- Written request -
Starting at the line below that contains "wall oven in" and running through the last of the lines, write out that part again, requests included, but offset every coordinate in its answers by adding 123 to each number.

- Given information -
·····

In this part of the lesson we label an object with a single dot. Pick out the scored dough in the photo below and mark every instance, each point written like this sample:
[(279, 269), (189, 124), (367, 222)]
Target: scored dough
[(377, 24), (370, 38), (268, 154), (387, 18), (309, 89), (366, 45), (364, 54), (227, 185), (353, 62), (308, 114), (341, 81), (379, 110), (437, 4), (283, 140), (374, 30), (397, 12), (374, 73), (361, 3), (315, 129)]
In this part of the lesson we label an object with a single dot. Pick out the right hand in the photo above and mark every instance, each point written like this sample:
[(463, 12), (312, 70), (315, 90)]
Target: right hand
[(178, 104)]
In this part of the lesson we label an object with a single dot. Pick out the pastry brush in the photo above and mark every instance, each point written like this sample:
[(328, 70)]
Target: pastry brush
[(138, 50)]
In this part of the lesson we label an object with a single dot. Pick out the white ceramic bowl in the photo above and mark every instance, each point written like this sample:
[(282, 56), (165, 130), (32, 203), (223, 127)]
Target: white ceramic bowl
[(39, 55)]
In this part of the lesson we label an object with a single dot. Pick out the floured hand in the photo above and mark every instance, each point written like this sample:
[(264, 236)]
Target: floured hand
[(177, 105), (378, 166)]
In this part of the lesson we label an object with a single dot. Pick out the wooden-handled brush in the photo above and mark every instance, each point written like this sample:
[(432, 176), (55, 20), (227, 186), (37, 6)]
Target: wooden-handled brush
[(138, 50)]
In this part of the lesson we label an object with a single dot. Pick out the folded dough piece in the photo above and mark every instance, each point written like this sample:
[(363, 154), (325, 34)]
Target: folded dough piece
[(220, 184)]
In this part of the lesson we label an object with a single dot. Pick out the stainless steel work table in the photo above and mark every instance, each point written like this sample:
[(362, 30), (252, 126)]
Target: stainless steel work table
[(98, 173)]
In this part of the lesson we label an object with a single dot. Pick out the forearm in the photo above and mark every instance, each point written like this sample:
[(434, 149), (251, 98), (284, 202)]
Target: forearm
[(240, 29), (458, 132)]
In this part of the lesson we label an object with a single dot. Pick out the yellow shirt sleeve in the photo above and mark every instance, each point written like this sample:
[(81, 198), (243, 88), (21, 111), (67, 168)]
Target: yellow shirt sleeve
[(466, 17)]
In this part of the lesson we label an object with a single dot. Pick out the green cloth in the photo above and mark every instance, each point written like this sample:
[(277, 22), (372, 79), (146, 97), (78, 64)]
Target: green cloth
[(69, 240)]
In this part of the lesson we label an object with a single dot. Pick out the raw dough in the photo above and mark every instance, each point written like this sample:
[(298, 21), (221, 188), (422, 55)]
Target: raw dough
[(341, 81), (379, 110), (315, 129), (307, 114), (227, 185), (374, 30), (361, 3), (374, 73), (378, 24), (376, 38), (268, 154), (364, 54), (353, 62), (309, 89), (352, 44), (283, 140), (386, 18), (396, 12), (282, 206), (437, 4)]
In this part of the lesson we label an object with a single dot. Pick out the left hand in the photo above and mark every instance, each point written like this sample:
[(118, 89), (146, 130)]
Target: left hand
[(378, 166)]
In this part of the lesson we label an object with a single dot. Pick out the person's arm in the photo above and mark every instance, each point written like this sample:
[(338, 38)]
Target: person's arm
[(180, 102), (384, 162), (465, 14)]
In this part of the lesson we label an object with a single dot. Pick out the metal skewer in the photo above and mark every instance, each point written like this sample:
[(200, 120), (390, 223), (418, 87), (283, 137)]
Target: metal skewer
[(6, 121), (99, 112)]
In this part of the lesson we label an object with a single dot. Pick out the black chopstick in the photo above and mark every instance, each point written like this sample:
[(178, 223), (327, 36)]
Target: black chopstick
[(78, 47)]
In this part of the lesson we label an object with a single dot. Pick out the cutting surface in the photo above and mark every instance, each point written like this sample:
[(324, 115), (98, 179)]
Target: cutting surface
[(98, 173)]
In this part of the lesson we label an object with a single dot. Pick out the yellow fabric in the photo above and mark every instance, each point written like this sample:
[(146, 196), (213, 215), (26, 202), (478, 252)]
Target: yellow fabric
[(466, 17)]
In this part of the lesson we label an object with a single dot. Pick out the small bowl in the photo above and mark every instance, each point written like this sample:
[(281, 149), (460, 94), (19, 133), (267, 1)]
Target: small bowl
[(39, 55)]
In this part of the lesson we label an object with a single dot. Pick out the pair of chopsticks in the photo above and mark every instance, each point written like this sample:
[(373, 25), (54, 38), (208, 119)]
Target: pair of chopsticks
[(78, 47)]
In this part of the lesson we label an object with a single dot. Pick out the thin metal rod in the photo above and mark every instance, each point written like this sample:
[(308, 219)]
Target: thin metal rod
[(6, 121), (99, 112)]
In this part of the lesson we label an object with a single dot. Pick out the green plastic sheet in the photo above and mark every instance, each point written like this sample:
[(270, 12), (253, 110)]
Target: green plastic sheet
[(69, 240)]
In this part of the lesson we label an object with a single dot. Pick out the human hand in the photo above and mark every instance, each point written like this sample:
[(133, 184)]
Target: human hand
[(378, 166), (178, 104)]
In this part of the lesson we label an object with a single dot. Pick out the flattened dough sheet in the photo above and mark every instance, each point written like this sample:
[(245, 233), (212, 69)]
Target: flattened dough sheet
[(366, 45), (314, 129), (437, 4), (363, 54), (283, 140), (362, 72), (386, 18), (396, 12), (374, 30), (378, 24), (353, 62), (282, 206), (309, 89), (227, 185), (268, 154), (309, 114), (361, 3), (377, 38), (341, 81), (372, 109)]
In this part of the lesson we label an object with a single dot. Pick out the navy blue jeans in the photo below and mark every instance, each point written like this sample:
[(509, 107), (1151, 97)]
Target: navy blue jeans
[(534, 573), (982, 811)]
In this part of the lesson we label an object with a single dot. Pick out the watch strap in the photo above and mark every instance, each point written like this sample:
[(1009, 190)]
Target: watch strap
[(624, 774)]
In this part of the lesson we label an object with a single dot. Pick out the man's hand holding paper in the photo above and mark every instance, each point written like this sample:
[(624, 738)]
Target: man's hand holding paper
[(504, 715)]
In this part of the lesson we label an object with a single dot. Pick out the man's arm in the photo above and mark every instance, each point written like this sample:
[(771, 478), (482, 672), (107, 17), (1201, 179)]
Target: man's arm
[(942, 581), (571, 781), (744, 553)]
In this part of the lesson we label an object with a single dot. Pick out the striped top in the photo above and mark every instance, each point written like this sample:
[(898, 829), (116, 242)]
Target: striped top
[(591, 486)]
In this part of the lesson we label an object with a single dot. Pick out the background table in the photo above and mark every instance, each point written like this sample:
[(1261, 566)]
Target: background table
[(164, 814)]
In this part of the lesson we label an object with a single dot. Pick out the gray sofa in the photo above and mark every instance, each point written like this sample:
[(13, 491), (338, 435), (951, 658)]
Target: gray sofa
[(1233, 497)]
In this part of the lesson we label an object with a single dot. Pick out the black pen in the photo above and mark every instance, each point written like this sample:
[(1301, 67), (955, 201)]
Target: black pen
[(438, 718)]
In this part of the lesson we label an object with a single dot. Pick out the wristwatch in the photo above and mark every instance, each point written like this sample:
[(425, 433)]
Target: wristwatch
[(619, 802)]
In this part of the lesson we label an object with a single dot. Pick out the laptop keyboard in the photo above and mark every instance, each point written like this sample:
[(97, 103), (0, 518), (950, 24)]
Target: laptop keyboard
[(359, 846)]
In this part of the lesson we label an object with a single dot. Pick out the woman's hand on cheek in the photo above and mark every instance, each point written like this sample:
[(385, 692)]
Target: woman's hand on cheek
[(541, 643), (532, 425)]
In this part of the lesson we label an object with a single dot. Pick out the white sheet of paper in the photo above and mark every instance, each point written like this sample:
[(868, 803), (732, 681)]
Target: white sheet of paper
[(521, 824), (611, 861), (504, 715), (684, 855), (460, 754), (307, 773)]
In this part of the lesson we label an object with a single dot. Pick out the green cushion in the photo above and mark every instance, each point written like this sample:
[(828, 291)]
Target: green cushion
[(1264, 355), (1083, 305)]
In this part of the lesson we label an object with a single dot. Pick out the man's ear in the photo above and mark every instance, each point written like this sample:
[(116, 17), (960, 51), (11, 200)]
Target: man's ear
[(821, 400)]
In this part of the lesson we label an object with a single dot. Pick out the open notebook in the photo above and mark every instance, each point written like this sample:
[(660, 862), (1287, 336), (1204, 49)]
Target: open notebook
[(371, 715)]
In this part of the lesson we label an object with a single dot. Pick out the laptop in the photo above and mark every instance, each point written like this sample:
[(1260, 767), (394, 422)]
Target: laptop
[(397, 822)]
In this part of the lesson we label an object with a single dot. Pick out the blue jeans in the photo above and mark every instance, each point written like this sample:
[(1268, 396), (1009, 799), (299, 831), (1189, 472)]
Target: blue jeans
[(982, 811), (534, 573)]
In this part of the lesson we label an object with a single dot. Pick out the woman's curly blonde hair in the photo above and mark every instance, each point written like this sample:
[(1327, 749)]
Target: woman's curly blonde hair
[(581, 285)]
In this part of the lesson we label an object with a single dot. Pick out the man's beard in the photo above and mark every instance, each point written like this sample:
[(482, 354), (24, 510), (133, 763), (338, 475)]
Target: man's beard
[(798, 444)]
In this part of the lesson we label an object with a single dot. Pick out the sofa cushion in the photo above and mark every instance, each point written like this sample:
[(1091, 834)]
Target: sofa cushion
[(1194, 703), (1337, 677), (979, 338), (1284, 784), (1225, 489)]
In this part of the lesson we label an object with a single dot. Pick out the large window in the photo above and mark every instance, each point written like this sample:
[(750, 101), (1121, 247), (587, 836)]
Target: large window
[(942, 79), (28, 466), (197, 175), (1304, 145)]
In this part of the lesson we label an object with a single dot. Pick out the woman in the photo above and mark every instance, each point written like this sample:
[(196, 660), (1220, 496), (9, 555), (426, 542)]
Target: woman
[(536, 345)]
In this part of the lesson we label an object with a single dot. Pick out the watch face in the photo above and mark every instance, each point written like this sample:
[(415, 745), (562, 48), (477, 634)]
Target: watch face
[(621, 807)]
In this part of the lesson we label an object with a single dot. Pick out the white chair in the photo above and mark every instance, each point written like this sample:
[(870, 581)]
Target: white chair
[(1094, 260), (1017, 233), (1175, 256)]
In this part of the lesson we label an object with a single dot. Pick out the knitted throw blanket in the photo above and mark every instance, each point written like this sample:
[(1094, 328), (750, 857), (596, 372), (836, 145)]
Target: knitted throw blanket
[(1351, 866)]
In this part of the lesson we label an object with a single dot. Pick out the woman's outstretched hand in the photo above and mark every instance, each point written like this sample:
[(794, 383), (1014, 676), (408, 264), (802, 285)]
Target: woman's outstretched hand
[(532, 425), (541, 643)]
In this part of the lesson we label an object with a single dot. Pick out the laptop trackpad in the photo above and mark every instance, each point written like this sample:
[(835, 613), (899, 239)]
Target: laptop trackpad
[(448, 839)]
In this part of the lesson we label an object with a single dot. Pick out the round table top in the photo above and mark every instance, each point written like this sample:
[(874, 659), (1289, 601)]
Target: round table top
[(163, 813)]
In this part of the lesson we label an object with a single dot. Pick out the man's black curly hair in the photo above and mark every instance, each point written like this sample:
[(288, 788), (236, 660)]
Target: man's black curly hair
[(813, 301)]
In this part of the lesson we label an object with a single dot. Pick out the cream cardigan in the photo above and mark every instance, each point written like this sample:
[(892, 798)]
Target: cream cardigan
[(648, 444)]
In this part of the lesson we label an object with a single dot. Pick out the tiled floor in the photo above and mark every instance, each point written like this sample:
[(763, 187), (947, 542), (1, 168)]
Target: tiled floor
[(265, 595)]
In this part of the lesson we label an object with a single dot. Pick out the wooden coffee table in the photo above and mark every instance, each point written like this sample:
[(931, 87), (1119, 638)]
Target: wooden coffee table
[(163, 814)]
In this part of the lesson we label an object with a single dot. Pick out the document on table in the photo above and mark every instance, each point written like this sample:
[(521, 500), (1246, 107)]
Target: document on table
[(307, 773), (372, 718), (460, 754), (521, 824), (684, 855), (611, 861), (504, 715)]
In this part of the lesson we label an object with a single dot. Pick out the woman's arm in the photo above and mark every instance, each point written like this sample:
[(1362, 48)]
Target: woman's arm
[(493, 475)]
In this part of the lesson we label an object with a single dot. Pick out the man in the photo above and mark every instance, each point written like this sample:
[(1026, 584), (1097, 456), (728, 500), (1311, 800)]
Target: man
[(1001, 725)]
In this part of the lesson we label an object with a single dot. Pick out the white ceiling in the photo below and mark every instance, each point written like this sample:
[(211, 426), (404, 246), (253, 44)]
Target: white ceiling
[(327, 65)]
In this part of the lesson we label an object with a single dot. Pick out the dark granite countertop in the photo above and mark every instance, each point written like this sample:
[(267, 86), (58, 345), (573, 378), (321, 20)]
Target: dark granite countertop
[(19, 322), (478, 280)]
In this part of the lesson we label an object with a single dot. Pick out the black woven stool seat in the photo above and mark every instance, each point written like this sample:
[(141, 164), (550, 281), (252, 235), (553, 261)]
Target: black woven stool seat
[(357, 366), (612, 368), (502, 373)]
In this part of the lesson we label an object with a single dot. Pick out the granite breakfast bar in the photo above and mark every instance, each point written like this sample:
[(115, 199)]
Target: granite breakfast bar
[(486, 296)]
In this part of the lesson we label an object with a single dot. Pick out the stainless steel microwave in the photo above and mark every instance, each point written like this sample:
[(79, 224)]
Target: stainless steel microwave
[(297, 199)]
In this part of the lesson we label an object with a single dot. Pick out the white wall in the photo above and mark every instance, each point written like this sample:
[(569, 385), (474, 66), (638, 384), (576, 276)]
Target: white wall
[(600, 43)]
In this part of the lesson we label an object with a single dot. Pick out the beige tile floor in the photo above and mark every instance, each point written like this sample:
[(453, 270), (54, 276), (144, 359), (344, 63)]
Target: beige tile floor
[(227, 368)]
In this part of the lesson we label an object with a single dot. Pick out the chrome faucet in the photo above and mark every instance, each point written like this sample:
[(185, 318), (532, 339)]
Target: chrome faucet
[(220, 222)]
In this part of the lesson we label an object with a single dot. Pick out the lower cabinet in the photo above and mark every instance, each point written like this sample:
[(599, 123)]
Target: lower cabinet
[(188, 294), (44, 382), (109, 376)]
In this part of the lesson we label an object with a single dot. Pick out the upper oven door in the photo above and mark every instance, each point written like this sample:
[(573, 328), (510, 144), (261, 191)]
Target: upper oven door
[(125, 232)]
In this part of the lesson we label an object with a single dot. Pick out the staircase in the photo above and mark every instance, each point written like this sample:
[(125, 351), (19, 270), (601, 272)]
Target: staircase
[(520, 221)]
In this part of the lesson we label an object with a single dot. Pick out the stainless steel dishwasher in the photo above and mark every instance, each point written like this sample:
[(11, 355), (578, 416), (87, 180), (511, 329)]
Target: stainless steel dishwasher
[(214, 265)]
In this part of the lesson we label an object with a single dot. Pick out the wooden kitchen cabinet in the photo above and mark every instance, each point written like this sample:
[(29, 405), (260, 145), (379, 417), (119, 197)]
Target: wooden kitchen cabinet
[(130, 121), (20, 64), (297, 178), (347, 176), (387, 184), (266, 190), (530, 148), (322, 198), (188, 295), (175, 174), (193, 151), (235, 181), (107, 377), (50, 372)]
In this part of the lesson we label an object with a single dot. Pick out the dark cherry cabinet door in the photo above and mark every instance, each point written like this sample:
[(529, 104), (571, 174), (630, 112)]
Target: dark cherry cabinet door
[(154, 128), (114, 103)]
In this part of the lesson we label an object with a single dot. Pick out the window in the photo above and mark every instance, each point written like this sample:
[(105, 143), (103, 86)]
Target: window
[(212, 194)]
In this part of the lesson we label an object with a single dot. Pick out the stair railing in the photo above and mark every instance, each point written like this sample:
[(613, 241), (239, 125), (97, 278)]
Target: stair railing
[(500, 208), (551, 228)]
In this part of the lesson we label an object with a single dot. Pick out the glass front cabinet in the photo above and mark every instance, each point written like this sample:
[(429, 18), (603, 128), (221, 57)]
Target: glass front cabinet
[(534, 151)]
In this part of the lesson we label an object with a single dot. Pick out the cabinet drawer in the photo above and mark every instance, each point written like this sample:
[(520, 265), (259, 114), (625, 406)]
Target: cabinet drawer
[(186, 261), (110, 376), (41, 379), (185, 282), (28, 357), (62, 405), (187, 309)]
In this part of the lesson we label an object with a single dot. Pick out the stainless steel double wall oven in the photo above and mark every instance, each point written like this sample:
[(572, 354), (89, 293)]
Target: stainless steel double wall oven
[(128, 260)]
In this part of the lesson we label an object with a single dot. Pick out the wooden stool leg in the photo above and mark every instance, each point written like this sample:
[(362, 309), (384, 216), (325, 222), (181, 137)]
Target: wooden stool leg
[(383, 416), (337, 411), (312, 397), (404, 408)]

·····

- Reply to the exercise -
In this part of the lesson we label an object with a single dot. Pick out the stainless steel double wall oven in the photo above and mark every instance, each point written like this sample:
[(572, 354), (89, 293)]
Target: stainless steel double wall oven
[(251, 383)]
In this part of the lesson we label an object with a single dot. Pick out the wooden stool leg in the photo above and mark every instance, each point written like this sample:
[(362, 309), (384, 216), (325, 222), (181, 137)]
Target: wooden stool leg
[(506, 539), (460, 534), (435, 520), (527, 531)]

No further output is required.